A run of records
-- START --
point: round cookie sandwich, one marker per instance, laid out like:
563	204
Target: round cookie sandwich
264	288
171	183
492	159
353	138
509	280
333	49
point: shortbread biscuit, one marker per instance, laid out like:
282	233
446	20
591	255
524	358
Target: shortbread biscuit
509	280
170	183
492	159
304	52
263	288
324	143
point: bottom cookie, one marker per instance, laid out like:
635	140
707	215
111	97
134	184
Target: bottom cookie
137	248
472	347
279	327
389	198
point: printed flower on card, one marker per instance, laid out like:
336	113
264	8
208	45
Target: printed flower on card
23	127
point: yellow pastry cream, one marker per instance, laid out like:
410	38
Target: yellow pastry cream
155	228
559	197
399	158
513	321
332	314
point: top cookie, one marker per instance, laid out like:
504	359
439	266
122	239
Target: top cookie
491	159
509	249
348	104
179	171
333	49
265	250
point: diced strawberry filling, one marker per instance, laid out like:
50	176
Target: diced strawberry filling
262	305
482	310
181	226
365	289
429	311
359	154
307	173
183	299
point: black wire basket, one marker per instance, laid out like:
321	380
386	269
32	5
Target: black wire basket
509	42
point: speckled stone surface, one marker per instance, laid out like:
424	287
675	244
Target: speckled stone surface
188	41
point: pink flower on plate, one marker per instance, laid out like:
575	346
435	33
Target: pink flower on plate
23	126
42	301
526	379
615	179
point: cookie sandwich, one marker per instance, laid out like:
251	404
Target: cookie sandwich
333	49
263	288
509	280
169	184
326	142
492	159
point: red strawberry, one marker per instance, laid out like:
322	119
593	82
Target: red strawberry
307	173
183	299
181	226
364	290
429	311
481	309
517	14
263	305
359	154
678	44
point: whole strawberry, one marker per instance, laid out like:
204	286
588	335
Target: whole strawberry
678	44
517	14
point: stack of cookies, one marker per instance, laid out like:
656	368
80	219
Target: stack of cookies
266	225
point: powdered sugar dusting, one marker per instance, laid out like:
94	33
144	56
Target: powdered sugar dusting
-- END --
▶ [What to work on]
Take the line in which "point: printed flower" occurs and each subsequent line through the end; give these lines again without alteration.

▶ [Output below]
point: printed flower on card, one marker per instance, laid out like:
336	113
264	8
208	45
Target: printed flower on card
23	127
point: yellow pastry cream, one marker per instance, laid out like:
410	38
Target: yellow pastry cream
155	228
559	197
399	158
513	321
332	314
point: top cookie, one marker per instance, laid out like:
504	359
439	266
122	239
Target: top cookie
491	159
509	249
348	104
179	171
333	49
265	250
point: diced strawberry filling, one marker per instance, laid out like:
50	176
Target: diced strawberry filling
262	305
482	310
181	226
365	289
429	311
359	154
307	173
183	299
point: black wire basket, one marker per instance, laid out like:
321	380
386	269
32	5
Target: black wire basket
509	42
point: speckled stone surface, one marker per instance, laid out like:
424	287
675	244
Target: speckled stone surface
188	41
point: pink flower on plate, one marker per instance, laid out like:
575	346
435	33
Target: pink flower on plate
23	126
42	301
526	379
615	179
point: cookie sandwich, one marker per instance, laid out like:
251	404
Target: cookie sandwich
333	49
263	288
509	280
169	184
326	142
492	159
point: red strawberry, one marker per instance, laid out like:
322	119
593	82
Target: red strawberry
307	173
183	299
181	226
364	290
429	311
481	309
517	14
263	305
359	154
678	44
point: whole strawberry, one marker per instance, laid out like:
204	286
588	335
Target: whole strawberry
678	44
517	14
point: stack of cookies, one marker per instance, laid out like:
656	368
80	219
Target: stack of cookies
266	225
point: powdered sugar dusting, one marker per instance, laid out like:
94	33
144	56
Target: powdered sugar dusting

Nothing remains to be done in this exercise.